Task requirements →
From the entries that follow, extract each line holding the string "clicks".

Record extracts section start

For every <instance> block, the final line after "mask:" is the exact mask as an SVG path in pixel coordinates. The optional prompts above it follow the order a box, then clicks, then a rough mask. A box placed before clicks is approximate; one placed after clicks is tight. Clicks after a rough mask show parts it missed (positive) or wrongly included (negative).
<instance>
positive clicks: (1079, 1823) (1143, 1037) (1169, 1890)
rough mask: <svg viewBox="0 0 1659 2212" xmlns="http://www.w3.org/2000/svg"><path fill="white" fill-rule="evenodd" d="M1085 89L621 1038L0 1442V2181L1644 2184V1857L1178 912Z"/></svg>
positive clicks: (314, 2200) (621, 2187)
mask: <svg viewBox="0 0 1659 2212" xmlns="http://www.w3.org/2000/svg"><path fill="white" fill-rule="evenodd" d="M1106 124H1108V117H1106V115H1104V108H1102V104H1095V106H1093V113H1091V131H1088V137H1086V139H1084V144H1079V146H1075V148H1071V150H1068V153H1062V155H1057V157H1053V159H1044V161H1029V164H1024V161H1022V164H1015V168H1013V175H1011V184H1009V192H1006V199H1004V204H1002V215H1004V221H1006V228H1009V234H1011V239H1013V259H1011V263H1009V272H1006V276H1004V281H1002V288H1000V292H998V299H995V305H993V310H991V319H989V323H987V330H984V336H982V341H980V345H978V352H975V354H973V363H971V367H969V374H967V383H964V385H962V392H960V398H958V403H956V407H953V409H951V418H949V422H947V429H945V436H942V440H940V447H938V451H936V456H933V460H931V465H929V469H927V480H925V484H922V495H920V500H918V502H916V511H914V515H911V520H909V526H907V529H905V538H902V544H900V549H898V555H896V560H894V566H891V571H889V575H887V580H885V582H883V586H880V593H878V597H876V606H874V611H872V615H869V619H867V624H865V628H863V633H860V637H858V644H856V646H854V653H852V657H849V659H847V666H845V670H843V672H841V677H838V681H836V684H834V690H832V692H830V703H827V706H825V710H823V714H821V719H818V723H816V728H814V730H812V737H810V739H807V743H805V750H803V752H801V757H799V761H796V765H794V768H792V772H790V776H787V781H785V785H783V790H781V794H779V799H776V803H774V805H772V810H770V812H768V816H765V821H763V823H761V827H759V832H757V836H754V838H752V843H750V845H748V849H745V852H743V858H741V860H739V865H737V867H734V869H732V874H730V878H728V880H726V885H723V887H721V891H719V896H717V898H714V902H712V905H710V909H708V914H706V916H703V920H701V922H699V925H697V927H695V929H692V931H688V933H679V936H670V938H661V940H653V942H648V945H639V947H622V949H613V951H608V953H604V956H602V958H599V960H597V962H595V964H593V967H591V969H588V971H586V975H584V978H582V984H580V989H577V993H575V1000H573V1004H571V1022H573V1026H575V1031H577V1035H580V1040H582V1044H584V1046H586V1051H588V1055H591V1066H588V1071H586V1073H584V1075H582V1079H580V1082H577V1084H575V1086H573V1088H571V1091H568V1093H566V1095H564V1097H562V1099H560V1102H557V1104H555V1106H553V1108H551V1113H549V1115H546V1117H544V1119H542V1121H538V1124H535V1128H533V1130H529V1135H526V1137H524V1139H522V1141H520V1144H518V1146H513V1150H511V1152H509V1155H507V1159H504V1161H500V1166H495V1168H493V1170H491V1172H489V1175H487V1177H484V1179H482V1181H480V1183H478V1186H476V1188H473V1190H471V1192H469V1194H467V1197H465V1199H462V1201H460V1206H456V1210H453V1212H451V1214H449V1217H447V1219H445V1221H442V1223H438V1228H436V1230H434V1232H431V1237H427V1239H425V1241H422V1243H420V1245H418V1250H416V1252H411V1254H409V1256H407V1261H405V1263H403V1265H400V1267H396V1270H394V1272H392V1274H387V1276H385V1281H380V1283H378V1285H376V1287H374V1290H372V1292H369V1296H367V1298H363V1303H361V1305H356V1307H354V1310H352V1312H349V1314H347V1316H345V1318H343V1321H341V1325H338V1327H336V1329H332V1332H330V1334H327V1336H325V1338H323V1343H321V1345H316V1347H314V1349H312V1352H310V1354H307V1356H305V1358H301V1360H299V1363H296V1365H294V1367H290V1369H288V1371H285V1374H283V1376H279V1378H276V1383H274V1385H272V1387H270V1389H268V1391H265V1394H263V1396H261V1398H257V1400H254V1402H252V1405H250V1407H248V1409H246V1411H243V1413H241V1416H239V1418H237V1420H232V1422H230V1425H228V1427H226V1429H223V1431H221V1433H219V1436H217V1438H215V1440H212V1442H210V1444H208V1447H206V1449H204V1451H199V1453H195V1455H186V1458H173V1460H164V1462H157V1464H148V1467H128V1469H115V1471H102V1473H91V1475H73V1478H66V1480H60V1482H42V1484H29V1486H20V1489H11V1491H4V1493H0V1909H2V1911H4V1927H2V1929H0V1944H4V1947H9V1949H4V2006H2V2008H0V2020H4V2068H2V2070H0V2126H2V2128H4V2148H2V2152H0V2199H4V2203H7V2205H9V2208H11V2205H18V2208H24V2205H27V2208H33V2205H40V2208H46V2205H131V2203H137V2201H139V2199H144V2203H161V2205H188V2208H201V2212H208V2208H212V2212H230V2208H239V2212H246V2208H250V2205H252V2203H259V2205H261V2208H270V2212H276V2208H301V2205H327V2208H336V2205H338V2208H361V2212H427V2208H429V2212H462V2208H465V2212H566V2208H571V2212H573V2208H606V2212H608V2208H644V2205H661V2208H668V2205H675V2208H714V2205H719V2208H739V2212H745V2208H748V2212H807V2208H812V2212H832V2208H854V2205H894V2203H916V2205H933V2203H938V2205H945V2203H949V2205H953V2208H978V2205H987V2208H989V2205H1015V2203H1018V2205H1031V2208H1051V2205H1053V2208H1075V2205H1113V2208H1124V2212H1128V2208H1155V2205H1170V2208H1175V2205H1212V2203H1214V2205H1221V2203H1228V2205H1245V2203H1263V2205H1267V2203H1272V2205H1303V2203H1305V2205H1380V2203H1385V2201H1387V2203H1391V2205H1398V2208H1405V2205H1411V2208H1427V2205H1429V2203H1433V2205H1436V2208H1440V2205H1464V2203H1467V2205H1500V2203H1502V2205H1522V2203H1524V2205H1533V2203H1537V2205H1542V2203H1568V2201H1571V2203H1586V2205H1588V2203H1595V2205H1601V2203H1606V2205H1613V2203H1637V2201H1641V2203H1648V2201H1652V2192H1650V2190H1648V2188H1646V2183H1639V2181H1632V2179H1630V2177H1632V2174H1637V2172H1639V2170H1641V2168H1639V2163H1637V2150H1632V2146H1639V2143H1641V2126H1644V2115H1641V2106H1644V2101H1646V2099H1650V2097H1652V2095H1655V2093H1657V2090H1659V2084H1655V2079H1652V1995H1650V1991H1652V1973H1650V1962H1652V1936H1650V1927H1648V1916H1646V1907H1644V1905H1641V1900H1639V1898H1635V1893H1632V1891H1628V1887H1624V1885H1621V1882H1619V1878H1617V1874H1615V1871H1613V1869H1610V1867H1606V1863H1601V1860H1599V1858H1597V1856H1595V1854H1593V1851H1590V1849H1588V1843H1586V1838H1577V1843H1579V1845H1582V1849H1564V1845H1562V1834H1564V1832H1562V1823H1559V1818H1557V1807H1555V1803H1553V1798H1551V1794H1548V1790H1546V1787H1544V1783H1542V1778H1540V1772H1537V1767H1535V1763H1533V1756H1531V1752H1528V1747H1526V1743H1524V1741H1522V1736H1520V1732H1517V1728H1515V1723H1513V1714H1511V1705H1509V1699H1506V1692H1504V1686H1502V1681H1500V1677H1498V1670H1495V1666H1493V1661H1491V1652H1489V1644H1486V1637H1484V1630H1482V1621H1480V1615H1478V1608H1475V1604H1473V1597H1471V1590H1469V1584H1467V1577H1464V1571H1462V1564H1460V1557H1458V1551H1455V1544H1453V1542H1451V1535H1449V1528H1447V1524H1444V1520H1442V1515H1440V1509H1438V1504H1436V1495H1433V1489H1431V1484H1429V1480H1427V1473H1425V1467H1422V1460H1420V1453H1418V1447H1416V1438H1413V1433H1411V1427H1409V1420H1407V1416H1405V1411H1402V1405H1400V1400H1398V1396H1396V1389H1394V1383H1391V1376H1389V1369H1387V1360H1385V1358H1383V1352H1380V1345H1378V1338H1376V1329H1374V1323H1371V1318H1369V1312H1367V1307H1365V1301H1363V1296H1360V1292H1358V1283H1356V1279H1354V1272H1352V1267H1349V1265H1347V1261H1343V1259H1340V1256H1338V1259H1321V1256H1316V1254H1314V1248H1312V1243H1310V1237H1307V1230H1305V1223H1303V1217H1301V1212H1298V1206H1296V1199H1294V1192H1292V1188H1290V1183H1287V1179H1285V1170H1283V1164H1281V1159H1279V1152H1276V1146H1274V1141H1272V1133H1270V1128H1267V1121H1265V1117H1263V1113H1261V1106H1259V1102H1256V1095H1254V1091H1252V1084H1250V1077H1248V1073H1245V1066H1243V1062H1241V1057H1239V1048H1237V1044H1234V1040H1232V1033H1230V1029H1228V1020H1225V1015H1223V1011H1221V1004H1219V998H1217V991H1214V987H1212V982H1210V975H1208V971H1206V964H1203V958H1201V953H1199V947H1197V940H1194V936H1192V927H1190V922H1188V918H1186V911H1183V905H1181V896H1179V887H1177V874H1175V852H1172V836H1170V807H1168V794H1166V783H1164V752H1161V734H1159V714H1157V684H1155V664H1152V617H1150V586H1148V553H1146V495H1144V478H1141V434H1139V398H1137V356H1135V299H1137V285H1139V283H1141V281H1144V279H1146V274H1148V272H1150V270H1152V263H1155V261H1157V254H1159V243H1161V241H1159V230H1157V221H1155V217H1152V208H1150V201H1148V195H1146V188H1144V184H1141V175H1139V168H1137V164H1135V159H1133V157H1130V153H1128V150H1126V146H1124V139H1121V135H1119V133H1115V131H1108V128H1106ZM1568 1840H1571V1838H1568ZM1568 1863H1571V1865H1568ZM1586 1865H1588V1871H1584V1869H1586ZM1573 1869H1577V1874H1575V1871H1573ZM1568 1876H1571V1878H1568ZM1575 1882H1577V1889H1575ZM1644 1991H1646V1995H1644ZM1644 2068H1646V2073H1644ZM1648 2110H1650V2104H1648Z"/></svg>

Record extracts section end

Task result →
For every <instance> block, the final line after "mask:" is the exact mask as an SVG path in pixel coordinates. The optional prompts above it follow the order a box, then clicks, then a rough mask. A box placed before clicks is approximate; one placed after clicks is tight. Clicks after a rough mask show parts it missed (positive) or wrongly included (negative).
positive clicks: (1079, 1823) (1143, 1037) (1169, 1890)
positive clicks: (314, 2200) (621, 2187)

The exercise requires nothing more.